Return every line below exactly.

================

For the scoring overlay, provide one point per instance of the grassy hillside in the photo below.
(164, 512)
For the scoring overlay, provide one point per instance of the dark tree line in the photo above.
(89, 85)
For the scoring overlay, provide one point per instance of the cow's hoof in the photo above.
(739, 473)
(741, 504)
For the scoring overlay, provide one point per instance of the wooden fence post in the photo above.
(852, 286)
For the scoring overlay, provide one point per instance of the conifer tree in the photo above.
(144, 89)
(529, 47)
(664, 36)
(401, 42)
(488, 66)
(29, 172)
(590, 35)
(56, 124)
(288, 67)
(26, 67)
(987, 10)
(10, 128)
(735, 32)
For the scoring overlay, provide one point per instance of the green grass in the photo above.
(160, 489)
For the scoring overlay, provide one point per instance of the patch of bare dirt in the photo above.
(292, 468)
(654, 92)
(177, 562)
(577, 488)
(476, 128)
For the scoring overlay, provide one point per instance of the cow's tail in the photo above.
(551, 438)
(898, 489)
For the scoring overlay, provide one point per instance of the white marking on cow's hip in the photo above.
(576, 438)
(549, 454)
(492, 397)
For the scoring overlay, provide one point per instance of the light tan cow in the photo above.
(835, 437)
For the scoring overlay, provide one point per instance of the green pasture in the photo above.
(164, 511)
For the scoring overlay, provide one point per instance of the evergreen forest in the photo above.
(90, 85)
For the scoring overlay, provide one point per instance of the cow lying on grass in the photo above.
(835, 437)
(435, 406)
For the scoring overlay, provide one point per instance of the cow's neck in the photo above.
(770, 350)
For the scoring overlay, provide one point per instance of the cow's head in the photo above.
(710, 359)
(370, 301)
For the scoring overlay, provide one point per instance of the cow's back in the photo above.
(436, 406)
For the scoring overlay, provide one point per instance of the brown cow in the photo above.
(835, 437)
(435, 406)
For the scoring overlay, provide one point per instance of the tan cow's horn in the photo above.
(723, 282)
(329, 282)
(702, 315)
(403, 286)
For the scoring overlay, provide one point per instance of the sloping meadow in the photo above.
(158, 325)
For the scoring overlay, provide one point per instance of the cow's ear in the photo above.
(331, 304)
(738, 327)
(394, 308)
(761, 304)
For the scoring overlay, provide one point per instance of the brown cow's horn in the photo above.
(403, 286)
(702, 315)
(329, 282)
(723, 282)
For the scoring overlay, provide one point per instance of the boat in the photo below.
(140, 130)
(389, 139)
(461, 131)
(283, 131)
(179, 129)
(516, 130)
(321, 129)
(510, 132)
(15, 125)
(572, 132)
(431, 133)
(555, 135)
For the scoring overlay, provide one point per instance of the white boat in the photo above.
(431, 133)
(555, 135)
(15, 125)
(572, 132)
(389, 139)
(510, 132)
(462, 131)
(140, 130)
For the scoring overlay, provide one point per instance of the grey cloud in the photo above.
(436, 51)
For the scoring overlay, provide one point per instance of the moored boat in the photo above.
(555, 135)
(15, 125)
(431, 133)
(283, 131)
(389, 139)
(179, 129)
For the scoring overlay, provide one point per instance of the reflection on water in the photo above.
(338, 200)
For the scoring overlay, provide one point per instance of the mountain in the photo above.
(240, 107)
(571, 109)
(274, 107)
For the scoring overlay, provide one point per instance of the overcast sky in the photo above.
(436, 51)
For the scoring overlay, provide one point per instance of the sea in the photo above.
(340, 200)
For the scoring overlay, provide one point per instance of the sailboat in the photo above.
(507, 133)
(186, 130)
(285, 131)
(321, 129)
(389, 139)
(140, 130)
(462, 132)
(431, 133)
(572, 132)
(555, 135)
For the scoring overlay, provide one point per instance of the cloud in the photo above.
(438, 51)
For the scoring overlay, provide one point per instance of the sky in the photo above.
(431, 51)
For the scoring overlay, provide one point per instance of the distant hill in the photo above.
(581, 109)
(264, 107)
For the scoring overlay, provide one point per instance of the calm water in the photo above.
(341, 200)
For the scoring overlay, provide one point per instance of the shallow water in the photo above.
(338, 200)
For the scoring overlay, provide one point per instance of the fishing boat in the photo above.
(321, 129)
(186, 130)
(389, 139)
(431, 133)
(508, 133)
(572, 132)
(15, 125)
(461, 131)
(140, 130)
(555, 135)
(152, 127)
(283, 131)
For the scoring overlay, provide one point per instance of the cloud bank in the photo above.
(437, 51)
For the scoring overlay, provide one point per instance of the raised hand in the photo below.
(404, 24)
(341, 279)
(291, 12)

================

**Answer to this task:**
For the scoring overlay, provide one point per instance of the grassy hillside in the photo below.
(164, 512)
For the scoring overlay, provide one point per instance of the dark tree line in the photo above.
(89, 85)
For the scoring overlay, provide one point per instance of the cow's hoof in the photo above.
(739, 473)
(741, 504)
For the scoring overlay, provide one point per instance of the wooden fence post in the photo above.
(852, 286)
For the scoring overlay, provide one point per instance of the conifer tree in the photo above.
(144, 89)
(529, 47)
(664, 36)
(401, 42)
(488, 66)
(29, 172)
(590, 35)
(56, 124)
(288, 67)
(26, 67)
(987, 10)
(10, 128)
(735, 32)
For the scoring overlay, provide one point per instance of the green grass in the photo above.
(160, 489)
For the scoring overlay, provide one point per instance of the patch of bare dirt in the photo above.
(292, 468)
(654, 92)
(177, 562)
(577, 488)
(476, 128)
For the scoring overlay, provide one point per instance of the cow's tail in the photo above.
(551, 438)
(898, 489)
For the scoring overlay, provide one point per instance of the white marking on cow's hip in the photo above.
(576, 438)
(549, 454)
(492, 397)
For the scoring overlay, provide one point per instance of the light tan cow in the photo above.
(835, 437)
For the scoring overlay, provide one point per instance of the green pasture in the photo above.
(164, 511)
For the scoring overlay, provide one point per instance of the evergreen forest in the photo above.
(90, 85)
For the scoring overlay, provide one point per instance of the cow lying on grass in the photo above.
(835, 437)
(435, 406)
For the scoring overlay, provide one point per instance of the cow's neck in the photo above.
(770, 350)
For the scoring overlay, provide one point per instance of the cow's head in the photo above.
(710, 359)
(370, 301)
For the scoring overlay, provide one point per instance of the cow's back in the photo above.
(436, 406)
For the scoring overlay, provide one point per instance of the brown cow in the photo above.
(835, 437)
(435, 406)
For the scoring overlay, provide one point per instance of the tan cow's horn in the photo above.
(723, 282)
(329, 282)
(702, 315)
(403, 286)
For the scoring overlay, provide one point per instance of the sloping meadow in the photo above.
(158, 325)
For the scoring overlay, provide one point per instance of the cow's ear in the photo above.
(331, 304)
(738, 327)
(394, 308)
(761, 304)
For the scoring overlay, provide one point per instance of the brown cow's horn in the photo above.
(403, 286)
(702, 315)
(329, 282)
(723, 282)
For the scoring overlay, provide one point per instance of the boat in the photo below.
(140, 130)
(389, 139)
(461, 131)
(283, 131)
(179, 129)
(516, 130)
(321, 129)
(510, 132)
(15, 125)
(572, 132)
(431, 133)
(555, 135)
For the scoring overlay, provide one point per instance of the white boat in the photo above.
(431, 133)
(555, 135)
(15, 125)
(572, 132)
(389, 139)
(510, 132)
(462, 131)
(140, 130)
For the scoring overlay, provide one point per instance of the grey cloud in the photo above.
(436, 51)
For the scoring overlay, provide one point per instance of the moored boat in the photo above.
(555, 135)
(15, 125)
(431, 133)
(283, 131)
(389, 139)
(179, 129)
For the scoring overlay, provide one point per instance of the reflection on water in the photo above.
(338, 200)
For the scoring overlay, provide one point per instance of the mountain in the photo above.
(240, 107)
(571, 109)
(274, 107)
For the scoring overlay, provide one point per instance of the overcast sky in the photo above.
(436, 51)
For the scoring overlay, provide one point per instance of the sea in the photo above.
(340, 200)
For the scoring overlay, provide one point per instance of the sailboat in the photo above.
(507, 133)
(186, 130)
(285, 131)
(321, 129)
(389, 139)
(140, 130)
(462, 132)
(431, 133)
(572, 132)
(555, 135)
For the scoring overlay, provide one point per instance of the cloud in the photo above.
(438, 51)
For the scoring overlay, provide one point per instance of the sky in the photo above.
(431, 51)
For the scoring overlay, provide one point per instance of the distant hill in the photo above.
(581, 109)
(264, 107)
For the scoring overlay, provide one point per instance of the calm water in the photo above.
(341, 200)
For the scoring overlay, provide one point per instance of the shallow water in the photo above.
(338, 200)
For the scoring overlay, provide one point per instance of the fishing boat in the photo above.
(321, 129)
(186, 130)
(389, 139)
(431, 133)
(508, 133)
(572, 132)
(15, 125)
(461, 131)
(140, 130)
(555, 135)
(152, 127)
(283, 131)
For the scoring overlay, provide one point per instance of the cloud bank in the photo above.
(437, 51)
For the scoring overlay, provide one point per instance of the raised hand in the photo below.
(404, 24)
(341, 279)
(291, 12)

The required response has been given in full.